• **Task instructions**:
Once the pictures are set aside, repeat all of the data below exactly.

Excerpts from a dataset
━━━
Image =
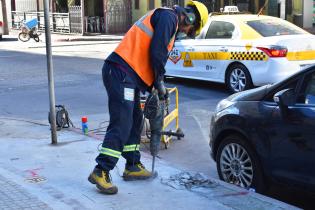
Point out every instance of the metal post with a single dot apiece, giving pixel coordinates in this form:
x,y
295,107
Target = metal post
x,y
50,75
82,17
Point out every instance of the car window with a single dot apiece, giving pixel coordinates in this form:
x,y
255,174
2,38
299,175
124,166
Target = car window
x,y
220,30
307,92
273,27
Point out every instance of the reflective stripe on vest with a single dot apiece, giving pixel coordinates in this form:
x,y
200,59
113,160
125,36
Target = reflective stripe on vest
x,y
110,152
135,47
131,148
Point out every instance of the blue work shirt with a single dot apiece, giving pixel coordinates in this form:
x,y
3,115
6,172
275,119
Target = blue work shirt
x,y
164,23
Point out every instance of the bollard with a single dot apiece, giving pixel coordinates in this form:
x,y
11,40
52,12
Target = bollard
x,y
85,128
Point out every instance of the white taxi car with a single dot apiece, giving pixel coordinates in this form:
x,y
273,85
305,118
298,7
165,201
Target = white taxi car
x,y
242,51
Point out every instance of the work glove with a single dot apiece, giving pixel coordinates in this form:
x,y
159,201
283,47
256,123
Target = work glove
x,y
162,91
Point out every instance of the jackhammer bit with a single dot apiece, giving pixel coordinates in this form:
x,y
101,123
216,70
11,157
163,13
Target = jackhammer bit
x,y
154,111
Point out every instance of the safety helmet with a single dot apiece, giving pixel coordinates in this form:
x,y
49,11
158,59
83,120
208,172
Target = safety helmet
x,y
201,13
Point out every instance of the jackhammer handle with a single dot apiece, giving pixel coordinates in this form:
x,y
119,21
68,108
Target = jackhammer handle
x,y
170,133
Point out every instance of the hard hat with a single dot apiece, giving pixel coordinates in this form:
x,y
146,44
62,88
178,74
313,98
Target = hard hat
x,y
202,14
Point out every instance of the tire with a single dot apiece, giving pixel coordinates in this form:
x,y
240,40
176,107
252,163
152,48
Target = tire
x,y
24,37
238,78
238,164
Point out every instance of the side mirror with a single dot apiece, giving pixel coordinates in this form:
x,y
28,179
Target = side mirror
x,y
285,98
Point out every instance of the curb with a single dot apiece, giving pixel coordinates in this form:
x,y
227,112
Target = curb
x,y
85,39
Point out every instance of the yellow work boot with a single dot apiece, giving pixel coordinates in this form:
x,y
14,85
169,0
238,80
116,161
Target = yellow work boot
x,y
136,172
102,180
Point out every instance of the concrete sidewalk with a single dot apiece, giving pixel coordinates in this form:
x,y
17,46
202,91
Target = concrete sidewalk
x,y
37,175
73,37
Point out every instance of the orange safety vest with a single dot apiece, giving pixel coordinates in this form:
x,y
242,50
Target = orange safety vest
x,y
135,48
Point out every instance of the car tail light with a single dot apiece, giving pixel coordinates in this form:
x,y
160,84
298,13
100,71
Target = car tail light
x,y
275,52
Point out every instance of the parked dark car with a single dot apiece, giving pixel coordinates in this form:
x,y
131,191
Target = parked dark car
x,y
267,134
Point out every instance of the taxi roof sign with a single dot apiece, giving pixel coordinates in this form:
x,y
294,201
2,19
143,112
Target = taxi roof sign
x,y
231,9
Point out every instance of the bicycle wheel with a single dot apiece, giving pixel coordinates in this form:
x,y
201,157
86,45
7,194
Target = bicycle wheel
x,y
24,37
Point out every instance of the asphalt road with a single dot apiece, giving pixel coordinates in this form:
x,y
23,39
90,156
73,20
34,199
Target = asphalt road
x,y
78,86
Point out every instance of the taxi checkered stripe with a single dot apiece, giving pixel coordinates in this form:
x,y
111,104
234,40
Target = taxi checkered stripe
x,y
257,56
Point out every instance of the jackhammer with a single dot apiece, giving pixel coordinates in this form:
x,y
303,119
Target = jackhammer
x,y
154,110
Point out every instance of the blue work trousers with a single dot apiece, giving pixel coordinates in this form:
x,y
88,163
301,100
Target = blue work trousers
x,y
124,130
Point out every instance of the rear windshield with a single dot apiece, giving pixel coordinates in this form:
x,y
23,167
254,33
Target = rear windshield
x,y
271,27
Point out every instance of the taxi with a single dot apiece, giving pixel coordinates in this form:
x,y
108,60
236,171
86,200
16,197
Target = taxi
x,y
242,51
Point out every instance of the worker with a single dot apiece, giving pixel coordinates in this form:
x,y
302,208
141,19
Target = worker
x,y
137,65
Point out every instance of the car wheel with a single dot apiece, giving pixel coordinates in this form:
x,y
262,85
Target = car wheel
x,y
238,78
238,164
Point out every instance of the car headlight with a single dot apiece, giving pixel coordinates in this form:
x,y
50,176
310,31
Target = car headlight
x,y
224,104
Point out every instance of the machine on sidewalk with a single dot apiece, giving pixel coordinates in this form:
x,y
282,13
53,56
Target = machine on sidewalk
x,y
156,111
29,30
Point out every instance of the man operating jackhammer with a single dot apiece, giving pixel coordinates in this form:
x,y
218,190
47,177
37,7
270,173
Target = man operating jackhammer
x,y
137,65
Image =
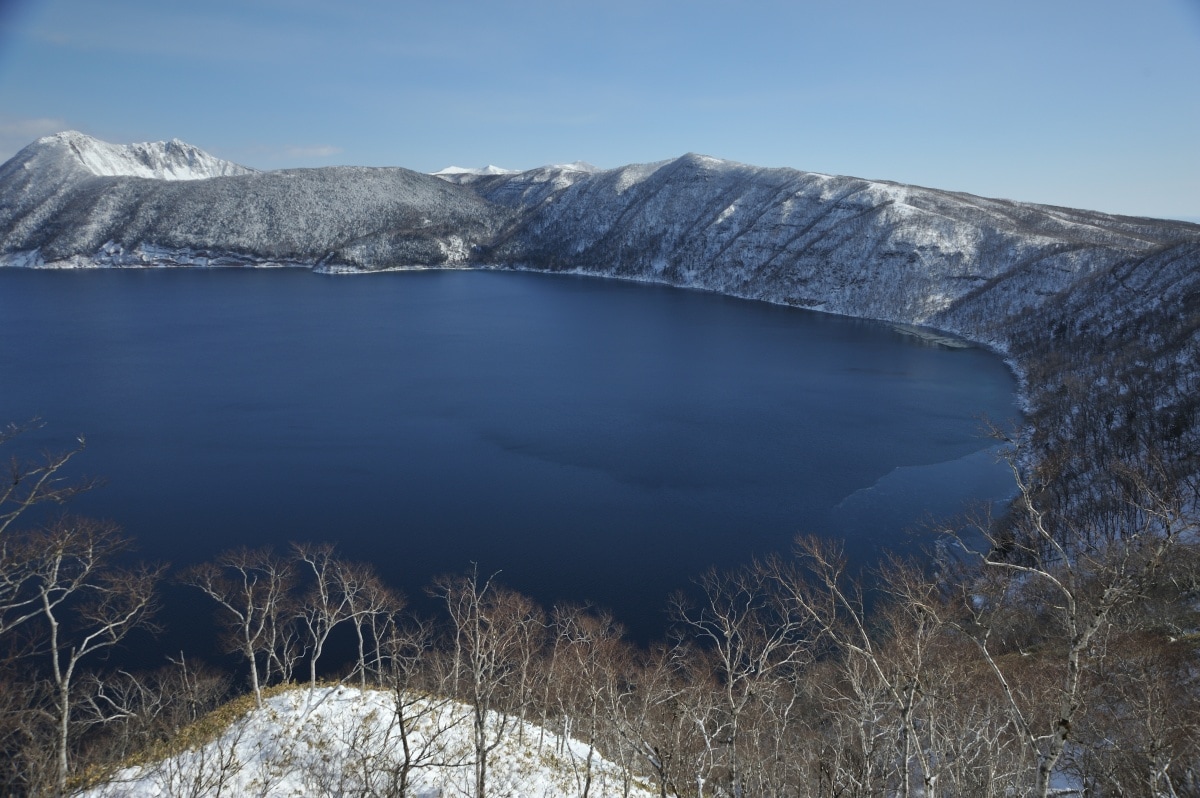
━━━
• **Written response**:
Image =
Point out every instance of the metal post with a single dot apiece, giving pixel coordinates in this form:
x,y
295,107
Target = metal post
x,y
50,75
82,17
Point out every instance of the car window with a single dot apiece, giving pixel coordinates in this form:
x,y
255,174
2,38
299,175
124,166
Target = car window
x,y
220,30
307,92
273,27
Point out every instance of the reflective stripe on vest with a single dot apiece, giving pixel coordinates in this form:
x,y
200,59
113,160
125,36
Target = reflective stripe on vest
x,y
110,152
135,47
131,148
Point out every instance of the blue work shirt with a single dot apiece, giving pixel coordinates in this form:
x,y
3,115
6,172
275,119
Target = blue work shirt
x,y
164,23
Point out every instance of the bollard with a single dot apiece, giving pixel coordinates in this form:
x,y
11,40
52,12
Target = bollard
x,y
85,128
Point out every instance of the white taxi car with a single dot apiece, giving pixel coordinates in this form:
x,y
273,85
305,118
298,7
165,201
Target = white taxi car
x,y
242,51
Point out every instance of the work glove with a single dot apiece, giving pixel coordinates in this form:
x,y
159,201
283,47
256,123
Target = work glove
x,y
162,91
Point out every instance of the jackhammer bit with a single dot apiece, giving pixel coordinates in this form:
x,y
101,123
216,70
11,157
163,13
Target = jackhammer bit
x,y
154,111
Point out every instance of the safety helmet with a single dot apiece, giving pixel coordinates in this form:
x,y
49,11
158,59
83,120
208,172
Target = safety helmet
x,y
201,13
Point out every instance of the jackhammer handle with a single dot apiece, giving pixel coordinates in this form:
x,y
119,21
68,108
Target = jackhammer handle
x,y
170,133
Point out every instance of the hard hat with a single dot apiece, giving pixel coordinates in this form:
x,y
146,44
62,88
178,74
313,98
Target = hard hat
x,y
202,14
Point out every instance of the tire with a single dot apiece, giving pixel coordinates in this form:
x,y
240,40
176,107
252,163
152,48
Target = tire
x,y
24,37
238,78
238,164
Point out every instance of the side mirror with a single dot apiece, giving pixel coordinates in this form:
x,y
28,179
Target = side mirror
x,y
285,98
Point out every instance of the curb with a single dot apiece, giving pixel coordinates in this form:
x,y
227,112
Target = curb
x,y
85,39
Point out every instance of the yellow work boot with a single dot apiece, giving pixel coordinates in this form:
x,y
14,85
169,0
238,80
116,161
Target = yellow work boot
x,y
136,172
102,180
Point out every instance of the concrete sidewalk with a single dot apiece, giving pixel coordinates in this form:
x,y
17,46
202,91
Target = concrete sidewalk
x,y
37,175
73,37
Point out every instance of the orange safety vest with a single dot apiece, giving pixel coordinates in this form:
x,y
242,50
Target = orange safety vest
x,y
135,48
Point out every instance of the car tail light with a single dot apiece, giving pixel coordinates in this form:
x,y
160,84
298,13
100,71
Target = car tail light
x,y
275,52
Point out every instance of the parked dark car with a single dot apiece, giving pixel coordinates in this form:
x,y
131,191
Target = parked dark car
x,y
267,134
Point out every instance of the taxi roof sign with a single dot apiece, giving pixel coordinates in this form:
x,y
294,201
2,19
143,112
Target = taxi roof sign
x,y
231,9
Point out every instance of the bicycle wheel with a single dot apiece, giving pixel coordinates in this form:
x,y
201,157
86,45
7,194
Target = bicycle wheel
x,y
24,37
Point out every instance of the asphalt road with a single dot apiece, giving pixel coordinates in this form:
x,y
23,39
90,156
73,20
34,199
Target = asphalt road
x,y
78,86
Point out every instance of the taxi checkered stripe with a single dot apiece, giving pixel coordinates in this form:
x,y
111,104
234,40
Target = taxi checkered stripe
x,y
257,56
Point out every instance of the jackhammer with a single dot apiece, giving pixel coordinates in this form:
x,y
303,119
Target = jackhammer
x,y
154,110
Point out every instance of the blue work trousers with a single dot apiece, giving pixel coordinates in this form:
x,y
88,163
301,100
Target = blue work trousers
x,y
124,130
Point out every instance of the rear windshield with a single dot apiece, giving pixel coordinates in this form:
x,y
23,167
254,33
Target = rear windshield
x,y
271,27
Point out every instance of the taxi with a single dot apiece, giving pixel coordinates in this form:
x,y
108,60
236,171
86,200
16,197
Target = taxi
x,y
242,51
Point out every instance of the worker with a single dot apiece, giving pixel coordinates in this form:
x,y
302,208
141,19
Target = worker
x,y
137,65
Point out every instance of the car wheel with a single dot apiece, giving pixel coordinates in this form:
x,y
262,85
Target = car wheel
x,y
238,78
238,164
Point out every instance of the car headlight with a single dot apiece, giving pixel coordinates in this form:
x,y
50,176
310,31
Target = car headlight
x,y
224,104
Point out every instance of the machine on sidewalk with a single dot apiece, giving pixel coordinates in this form:
x,y
282,13
53,56
Target = machine on sidewalk
x,y
156,111
29,30
Point out every instance of the man operating jackhammer with a single dot apiece, giving pixel coordinates in this form:
x,y
218,190
47,177
37,7
270,173
Target = man operating jackhammer
x,y
137,65
Image =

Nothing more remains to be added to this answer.